■ **Task description**:
Below are some records. Return exactly the lines from the one containing "TARGET = clock hands" through the one containing "TARGET = railway track", both included, and only those.

■ **Data in this exercise**:
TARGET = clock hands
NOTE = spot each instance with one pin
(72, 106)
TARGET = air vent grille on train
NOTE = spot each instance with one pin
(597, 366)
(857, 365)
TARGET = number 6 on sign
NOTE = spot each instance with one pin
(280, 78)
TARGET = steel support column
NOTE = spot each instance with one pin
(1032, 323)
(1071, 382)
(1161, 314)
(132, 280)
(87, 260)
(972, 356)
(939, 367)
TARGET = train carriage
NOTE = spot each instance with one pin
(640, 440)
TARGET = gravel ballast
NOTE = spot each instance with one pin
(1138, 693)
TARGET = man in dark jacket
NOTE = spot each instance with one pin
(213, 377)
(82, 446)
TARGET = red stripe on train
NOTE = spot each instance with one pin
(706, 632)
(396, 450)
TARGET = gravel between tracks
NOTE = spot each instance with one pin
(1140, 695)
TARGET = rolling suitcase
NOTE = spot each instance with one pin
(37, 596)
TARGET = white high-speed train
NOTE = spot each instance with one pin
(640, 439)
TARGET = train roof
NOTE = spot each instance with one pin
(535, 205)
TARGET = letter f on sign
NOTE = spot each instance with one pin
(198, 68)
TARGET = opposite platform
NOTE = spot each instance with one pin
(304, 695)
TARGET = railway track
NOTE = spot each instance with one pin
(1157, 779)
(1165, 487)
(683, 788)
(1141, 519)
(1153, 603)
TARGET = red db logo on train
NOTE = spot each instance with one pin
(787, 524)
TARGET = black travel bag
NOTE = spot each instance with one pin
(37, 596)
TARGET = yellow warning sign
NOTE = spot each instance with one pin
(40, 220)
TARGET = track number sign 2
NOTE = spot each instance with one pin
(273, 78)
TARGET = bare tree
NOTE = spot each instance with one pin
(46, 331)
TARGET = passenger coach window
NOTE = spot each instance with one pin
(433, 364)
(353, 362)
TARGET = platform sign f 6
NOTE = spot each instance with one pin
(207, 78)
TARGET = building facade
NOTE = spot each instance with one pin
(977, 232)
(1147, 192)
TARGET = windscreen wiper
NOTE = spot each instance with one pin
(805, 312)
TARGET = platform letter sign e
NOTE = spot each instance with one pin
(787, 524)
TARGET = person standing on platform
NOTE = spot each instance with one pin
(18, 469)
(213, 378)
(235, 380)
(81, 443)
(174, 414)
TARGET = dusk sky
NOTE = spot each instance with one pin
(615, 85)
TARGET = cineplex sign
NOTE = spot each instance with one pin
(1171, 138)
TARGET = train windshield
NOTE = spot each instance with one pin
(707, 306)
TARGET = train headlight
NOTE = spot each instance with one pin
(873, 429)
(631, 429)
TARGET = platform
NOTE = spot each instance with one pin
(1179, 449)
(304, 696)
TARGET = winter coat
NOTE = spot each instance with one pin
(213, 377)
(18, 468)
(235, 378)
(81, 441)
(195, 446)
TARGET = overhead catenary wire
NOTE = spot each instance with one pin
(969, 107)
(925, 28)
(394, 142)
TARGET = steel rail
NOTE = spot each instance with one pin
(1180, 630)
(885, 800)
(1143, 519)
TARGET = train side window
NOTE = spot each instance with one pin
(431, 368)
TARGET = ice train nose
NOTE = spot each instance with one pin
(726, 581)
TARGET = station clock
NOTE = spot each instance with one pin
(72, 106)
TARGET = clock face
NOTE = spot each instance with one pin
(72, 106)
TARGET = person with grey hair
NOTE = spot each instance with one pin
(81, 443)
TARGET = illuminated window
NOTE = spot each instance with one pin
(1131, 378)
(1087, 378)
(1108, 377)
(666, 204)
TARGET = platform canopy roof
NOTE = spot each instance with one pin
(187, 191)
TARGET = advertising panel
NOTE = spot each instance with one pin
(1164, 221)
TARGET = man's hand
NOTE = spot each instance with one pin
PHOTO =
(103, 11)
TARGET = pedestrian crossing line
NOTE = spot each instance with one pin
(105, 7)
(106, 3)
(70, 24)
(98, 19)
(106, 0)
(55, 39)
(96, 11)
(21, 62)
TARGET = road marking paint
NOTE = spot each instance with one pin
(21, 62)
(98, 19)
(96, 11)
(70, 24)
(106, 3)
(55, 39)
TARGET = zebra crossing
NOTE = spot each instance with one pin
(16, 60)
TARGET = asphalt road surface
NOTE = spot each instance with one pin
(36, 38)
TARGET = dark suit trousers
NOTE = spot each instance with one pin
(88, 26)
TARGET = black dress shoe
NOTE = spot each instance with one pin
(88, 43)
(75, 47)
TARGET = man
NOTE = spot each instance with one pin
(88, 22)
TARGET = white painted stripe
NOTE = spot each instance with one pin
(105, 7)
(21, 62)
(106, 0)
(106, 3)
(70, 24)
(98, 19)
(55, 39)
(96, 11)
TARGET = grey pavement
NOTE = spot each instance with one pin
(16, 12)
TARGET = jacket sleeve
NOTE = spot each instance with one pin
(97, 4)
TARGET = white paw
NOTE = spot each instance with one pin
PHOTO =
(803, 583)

...

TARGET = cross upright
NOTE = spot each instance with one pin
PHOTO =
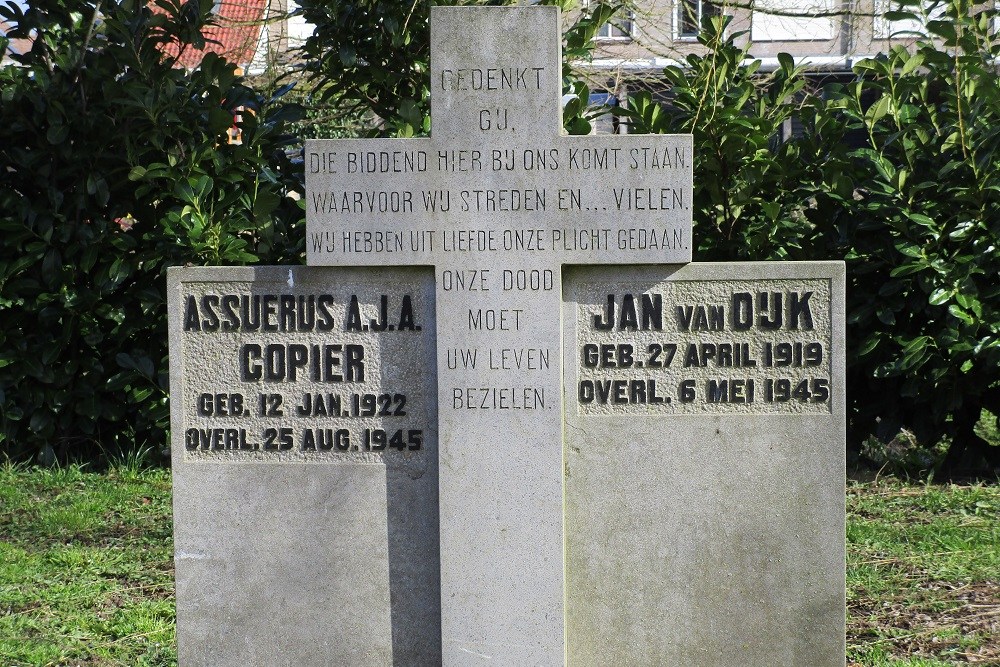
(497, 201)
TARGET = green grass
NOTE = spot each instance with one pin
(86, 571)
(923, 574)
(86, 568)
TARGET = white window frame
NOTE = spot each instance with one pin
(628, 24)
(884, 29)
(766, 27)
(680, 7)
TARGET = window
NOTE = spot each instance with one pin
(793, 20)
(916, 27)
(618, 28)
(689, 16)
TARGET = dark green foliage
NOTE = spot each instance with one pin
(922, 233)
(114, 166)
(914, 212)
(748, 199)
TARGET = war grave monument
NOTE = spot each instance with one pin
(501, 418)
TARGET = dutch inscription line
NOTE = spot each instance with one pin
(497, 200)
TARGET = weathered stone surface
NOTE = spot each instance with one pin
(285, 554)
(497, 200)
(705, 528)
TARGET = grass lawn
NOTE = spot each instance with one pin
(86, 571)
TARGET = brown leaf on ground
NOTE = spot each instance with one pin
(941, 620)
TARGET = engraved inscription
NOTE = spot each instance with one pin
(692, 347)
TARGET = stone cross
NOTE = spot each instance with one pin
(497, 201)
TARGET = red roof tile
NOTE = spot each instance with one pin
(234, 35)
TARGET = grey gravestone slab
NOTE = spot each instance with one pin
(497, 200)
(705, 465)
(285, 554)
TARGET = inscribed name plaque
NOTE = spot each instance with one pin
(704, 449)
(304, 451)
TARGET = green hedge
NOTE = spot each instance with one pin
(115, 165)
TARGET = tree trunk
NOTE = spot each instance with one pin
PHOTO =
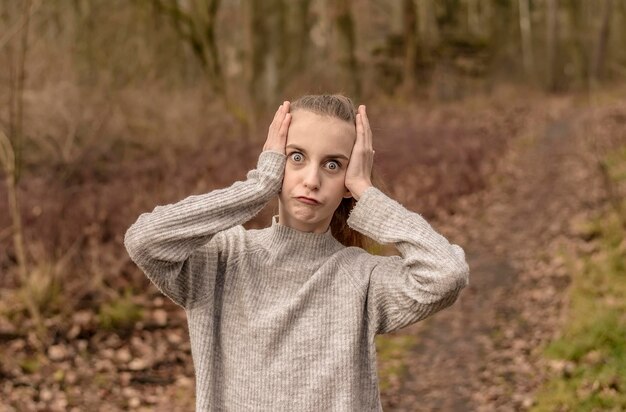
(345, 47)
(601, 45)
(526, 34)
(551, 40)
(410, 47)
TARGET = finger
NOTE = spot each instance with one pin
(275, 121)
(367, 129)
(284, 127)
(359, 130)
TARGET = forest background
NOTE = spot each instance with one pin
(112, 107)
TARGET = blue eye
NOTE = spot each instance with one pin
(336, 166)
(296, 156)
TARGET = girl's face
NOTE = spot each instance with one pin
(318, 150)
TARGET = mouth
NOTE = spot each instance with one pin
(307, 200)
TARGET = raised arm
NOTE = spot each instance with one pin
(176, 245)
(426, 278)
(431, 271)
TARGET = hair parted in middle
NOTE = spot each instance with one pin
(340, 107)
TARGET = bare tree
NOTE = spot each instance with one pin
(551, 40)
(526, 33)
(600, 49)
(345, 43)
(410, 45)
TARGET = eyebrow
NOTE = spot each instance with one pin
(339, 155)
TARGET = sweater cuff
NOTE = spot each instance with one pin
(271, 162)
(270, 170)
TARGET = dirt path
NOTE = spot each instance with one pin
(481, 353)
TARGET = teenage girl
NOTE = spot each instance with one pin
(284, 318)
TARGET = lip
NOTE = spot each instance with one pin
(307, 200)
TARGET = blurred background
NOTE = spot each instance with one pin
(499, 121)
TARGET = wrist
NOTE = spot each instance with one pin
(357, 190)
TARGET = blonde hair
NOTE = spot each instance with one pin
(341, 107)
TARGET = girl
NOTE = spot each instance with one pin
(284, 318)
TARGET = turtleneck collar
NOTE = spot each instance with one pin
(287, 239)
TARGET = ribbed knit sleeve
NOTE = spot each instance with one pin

---

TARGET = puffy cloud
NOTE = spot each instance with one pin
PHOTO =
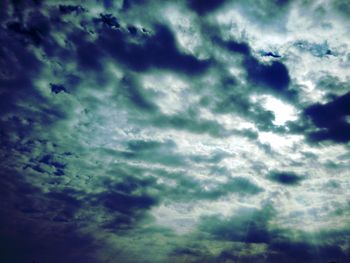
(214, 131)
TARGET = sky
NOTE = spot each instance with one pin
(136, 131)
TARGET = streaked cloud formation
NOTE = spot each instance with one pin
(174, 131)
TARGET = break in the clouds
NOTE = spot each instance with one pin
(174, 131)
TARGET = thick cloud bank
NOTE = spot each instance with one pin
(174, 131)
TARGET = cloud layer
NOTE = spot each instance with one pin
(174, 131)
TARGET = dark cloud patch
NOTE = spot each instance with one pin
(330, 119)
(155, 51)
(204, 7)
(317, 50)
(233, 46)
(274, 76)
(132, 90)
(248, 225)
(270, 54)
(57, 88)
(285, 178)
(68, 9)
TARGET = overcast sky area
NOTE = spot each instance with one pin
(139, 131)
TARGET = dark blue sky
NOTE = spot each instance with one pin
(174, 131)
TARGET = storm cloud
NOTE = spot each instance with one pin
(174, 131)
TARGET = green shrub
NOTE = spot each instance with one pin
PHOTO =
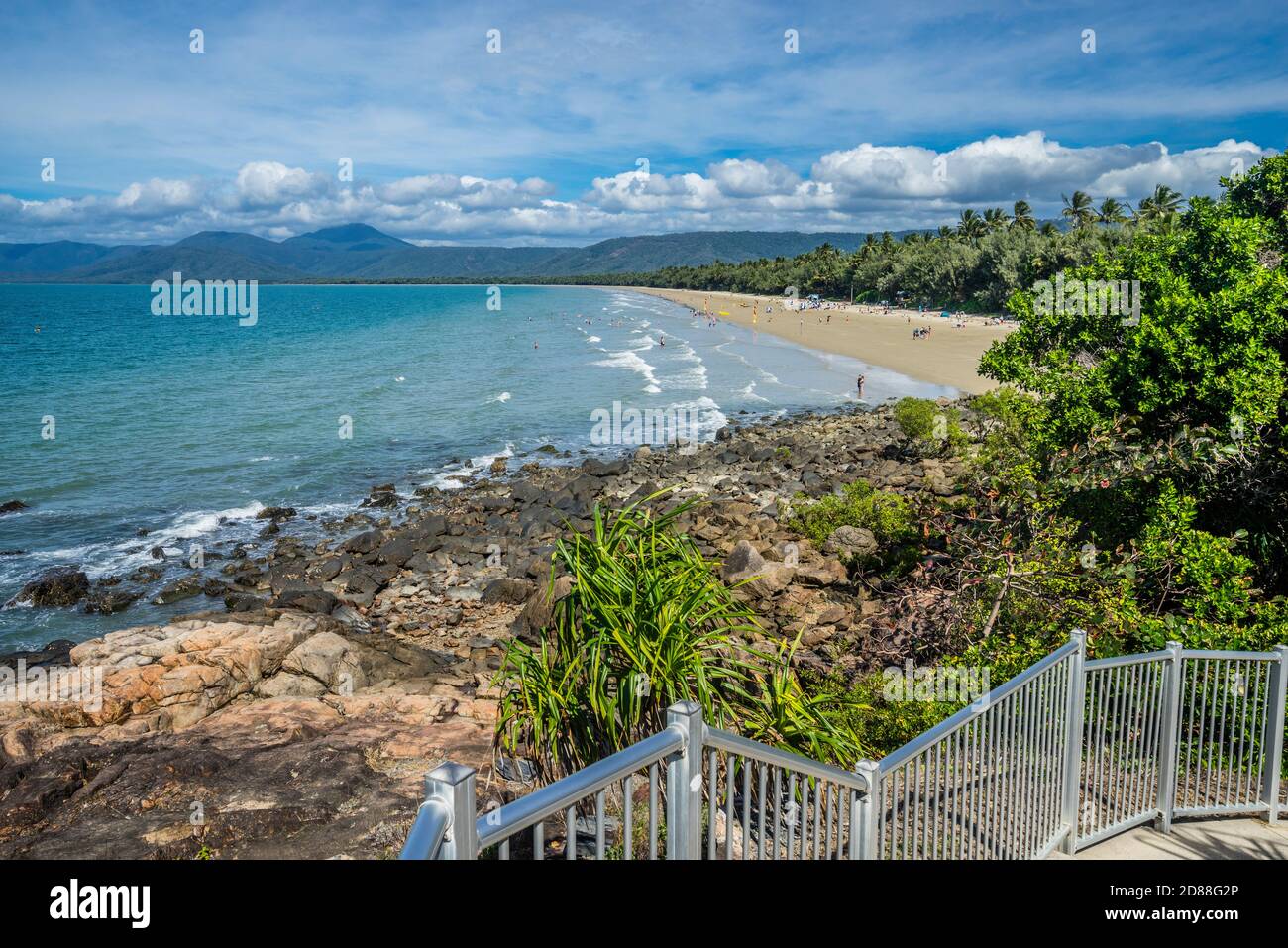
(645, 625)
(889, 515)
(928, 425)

■ **Output for this exercise**:
TARGET = clock hands
NOTE = spot each instance with one pin
(72, 106)
TARGET = air vent grille on train
NOTE = spot each instance with one pin
(597, 366)
(857, 365)
TARGET = number 6 on sign
NOTE = spot each instance with one pin
(280, 78)
TARGET = steel support column
NOTE = spot each instance with one pin
(1032, 323)
(1071, 382)
(1161, 314)
(132, 280)
(87, 260)
(972, 356)
(939, 367)
TARGET = train carriage
NOTE = spot each instance with one pin
(640, 440)
TARGET = gravel ballast
NOTE = spot each instance with one pin
(1138, 693)
TARGET = man in dark jacket
NOTE = spot each instance with one pin
(213, 377)
(82, 446)
TARGET = red stripe on train
NOTE = spot each instance with one pin
(706, 632)
(396, 450)
TARGET = gravel between tracks
NOTE = spot each instance with one pin
(1140, 695)
TARGET = rolling suitcase
NOTE = spot each instance with one pin
(37, 596)
TARGET = white high-speed train
NOTE = spot each instance with one pin
(640, 439)
TARGET = train roof
NOTE = spot each instance with one pin
(535, 205)
TARGET = letter f on sign
NOTE = spot each instance with one pin
(198, 68)
TARGET = opposite platform
NOTE = spot each instance with one pin
(304, 695)
TARGET = railway track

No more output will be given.